→ **USING THE INFORMATION**:
• a. In the news report on SARS, why was Hong Kong's decision to quarantine people living with confirmed SARS patients a difficult one, according to the health secretary?
• b. Reproduce the part of the SARS news report starting with "Evidence of SARS’" and going on through "what it is.", but switch "doctors" to "physicians".

Evidence of SARS’ Cause Mounts As Asian Nations Crack Down Suspected Carriers

The coronavirus present in those with SARS is, as suspected, new to humans, two research teams reported in the New England Journal of Medicine.

The researchers proposed naming the virus after Dr. Carlo Urbani, the World Health Organization doctor who died of SARS last month after treating one of the first patients infected with the virus in Vietnam.

The finding means that doctors can now concentrate on developing a simple test for the virus that will tell them right away whether a patient has SARS. The U.S. Centers for Disease Control and Prevention is currently refining diagnostics tests that it has developed in collaboration with the WHO and other laboratories.

CDC researchers are also working to sequence the DNA of the virus, which will give them a better idea of where it came from and what it is.

SARS, which was spread around the world by travelers, has killed an estimated 110 people and over 2,700 have been infected. Despite the continued increase, authorities in the United States and many other affected countries believe they have the infection under control.

In China, Hong Kong and Singapore, areas hardest hit by the virus, the picture is less clear.

Singapore Thursday placed a quarantine on arriving foreign workers and took dramatic measures to enforce quarantine orders on hundreds of people suspected of exposure to SARS, including mounting “Webcams” in homes and threatening to use electronic wrist bands.

Hong Kong said Thursday it will quarantine for up to 10 days anyone who resides with a confirmed SARS patient, in a tough measure to halt the spread of a disease.

Hong Kong Health Secretary Dr. Yeoh Eng-kiong said the quarantine measure was going “one step further to help contain the spread of the disease,” but that the decision had been difficult because of a divergence of views on restricting people’s freedoms. Health Director Dr. Margaret Chan said police will make sure people don’t violate the quarantine by making unannounced visits to their homes.

“This is not a foolproof system,” Chan told a news conference. “The key is based on self-regulation plus checks on compliance.”

Anyone who does not comply with the order will be removed to designated places for isolation, and they could be fined or imprisoned, Chan said.

Hong Kong health officials declined to predict how soon they can bring SARS under control or how many people will be affected by the new restrictions. The Hong Kong health care system is being taxed to its limits by the SARS crisis.

A quarter of Hong Kong’s 1,000 cases of SARS are health workers.

“I am afraid that if more hospital staff get infected, the entire health care system would collapse,” Peter Wong, a spokesman for three major nurse unions, told a news conference.

He said Hong Kong government hospitals were not providing staff with adequate protective gear.

The government said another three people died of SARS Thursday, bringing the toll to 30, and officials feared the illness could spread further through the city’s crowded apartment towers.

→ **RECORDED DATA**:
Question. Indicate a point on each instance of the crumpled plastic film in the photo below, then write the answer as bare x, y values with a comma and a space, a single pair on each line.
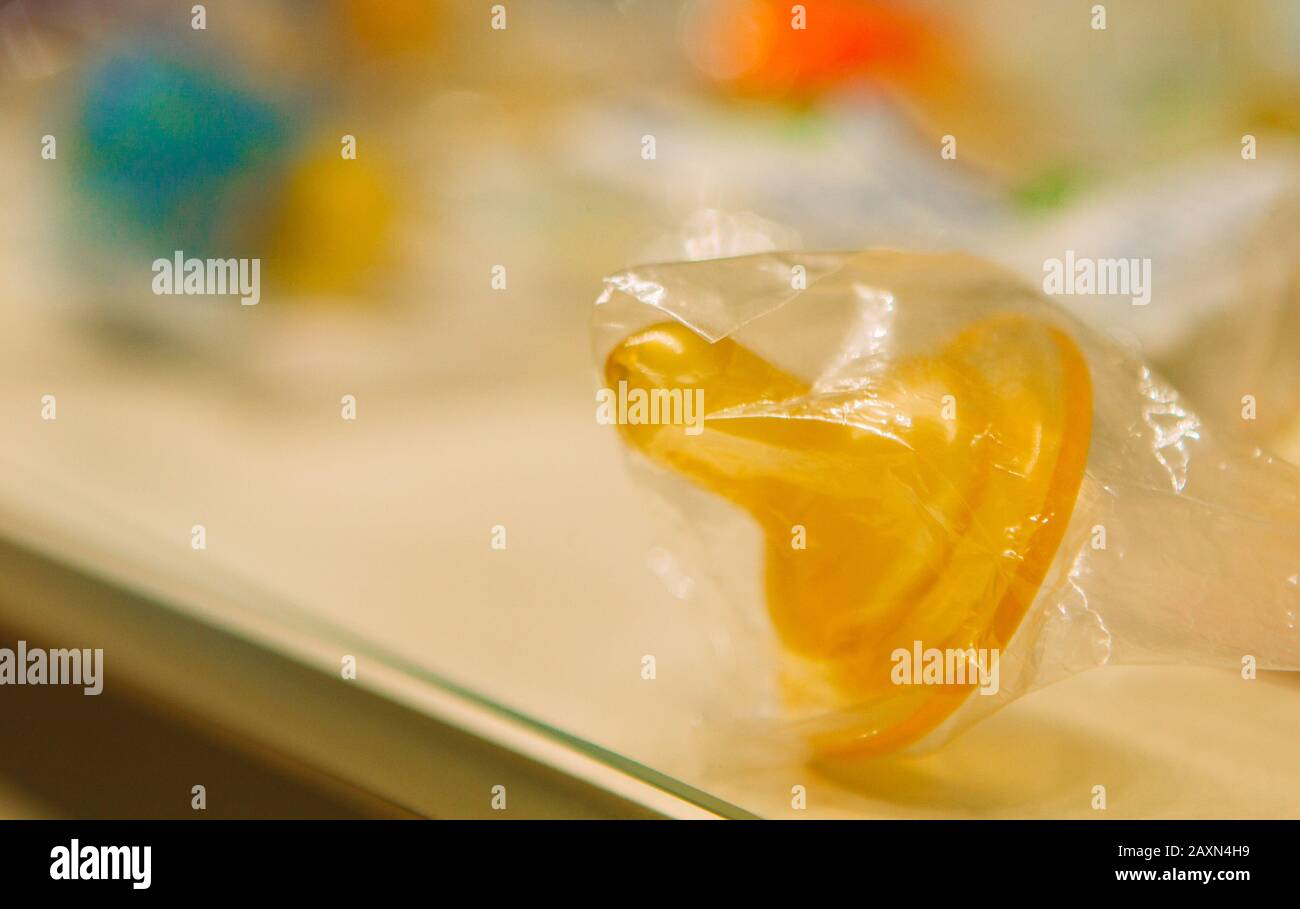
922, 490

→ **ANSWERS BY ITEM**:
• a. Hong Kong Health Secretary Dr. Yeoh Eng-kiong said the decision was difficult because views differed on restricting people's freedoms.

• b.
Evidence of SARS’ Cause Mounts As Asian Nations Crack Down Suspected Carriers

The coronavirus present in those with SARS is, as suspected, new to humans, two research teams reported in the New England Journal of Medicine.

The researchers proposed naming the virus after Dr. Carlo Urbani, the World Health Organization doctor who died of SARS last month after treating one of the first patients infected with the virus in Vietnam.

The finding means that physicians can now concentrate on developing a simple test for the virus that will tell them right away whether a patient has SARS. The U.S. Centers for Disease Control and Prevention is currently refining diagnostics tests that it has developed in collaboration with the WHO and other laboratories.

CDC researchers are also working to sequence the DNA of the virus, which will give them a better idea of where it came from and what it is.